▸ **WHAT YOU SHOULD DO**
Reproduce the entries below word for word, starting with the line that contains "Return the mask of every instance of the silver" and continuing through the last line of the entries.

▸ **RECORDS SHOWN**
>>>

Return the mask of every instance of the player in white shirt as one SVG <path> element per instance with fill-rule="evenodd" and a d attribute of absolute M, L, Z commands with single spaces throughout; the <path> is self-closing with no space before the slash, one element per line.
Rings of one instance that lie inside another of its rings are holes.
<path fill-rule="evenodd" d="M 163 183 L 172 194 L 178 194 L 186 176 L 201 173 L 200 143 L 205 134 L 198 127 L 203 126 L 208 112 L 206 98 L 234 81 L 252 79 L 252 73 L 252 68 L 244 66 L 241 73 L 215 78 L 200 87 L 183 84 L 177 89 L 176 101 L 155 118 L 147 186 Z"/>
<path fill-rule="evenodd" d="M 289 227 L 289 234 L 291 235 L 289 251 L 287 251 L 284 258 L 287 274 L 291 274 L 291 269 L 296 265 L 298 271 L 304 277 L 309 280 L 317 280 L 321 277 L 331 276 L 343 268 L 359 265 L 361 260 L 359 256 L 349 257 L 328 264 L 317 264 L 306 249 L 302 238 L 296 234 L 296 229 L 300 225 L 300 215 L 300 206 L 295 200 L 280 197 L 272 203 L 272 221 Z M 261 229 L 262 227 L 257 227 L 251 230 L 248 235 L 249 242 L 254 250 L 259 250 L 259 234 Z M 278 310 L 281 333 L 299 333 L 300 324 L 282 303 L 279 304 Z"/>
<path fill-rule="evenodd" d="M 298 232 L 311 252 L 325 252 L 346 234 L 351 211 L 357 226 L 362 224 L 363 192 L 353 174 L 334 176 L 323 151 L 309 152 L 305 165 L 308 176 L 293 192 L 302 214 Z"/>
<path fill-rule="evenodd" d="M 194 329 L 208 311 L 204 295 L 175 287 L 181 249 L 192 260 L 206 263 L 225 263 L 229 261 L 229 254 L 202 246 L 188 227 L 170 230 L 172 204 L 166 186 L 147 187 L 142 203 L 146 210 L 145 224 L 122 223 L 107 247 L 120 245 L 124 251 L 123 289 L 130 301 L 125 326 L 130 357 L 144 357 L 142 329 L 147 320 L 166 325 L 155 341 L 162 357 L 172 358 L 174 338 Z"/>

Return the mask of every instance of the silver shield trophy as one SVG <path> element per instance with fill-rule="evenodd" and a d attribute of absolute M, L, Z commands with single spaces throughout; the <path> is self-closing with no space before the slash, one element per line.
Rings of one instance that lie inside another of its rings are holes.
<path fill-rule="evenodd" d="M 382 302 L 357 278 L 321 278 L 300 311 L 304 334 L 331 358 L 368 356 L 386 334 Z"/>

<<<

▸ **SOLUTION FOR THIS TASK**
Return the mask of every instance of the silver shield trophy as one SVG <path> element per instance with fill-rule="evenodd" and a d attribute of absolute M, L, Z commands with single spaces throughout; the <path> is self-closing with no space before the slash, one element per line.
Rings of one instance that lie inside another of its rings are holes.
<path fill-rule="evenodd" d="M 382 302 L 357 278 L 321 278 L 300 311 L 304 334 L 331 358 L 368 356 L 386 334 Z"/>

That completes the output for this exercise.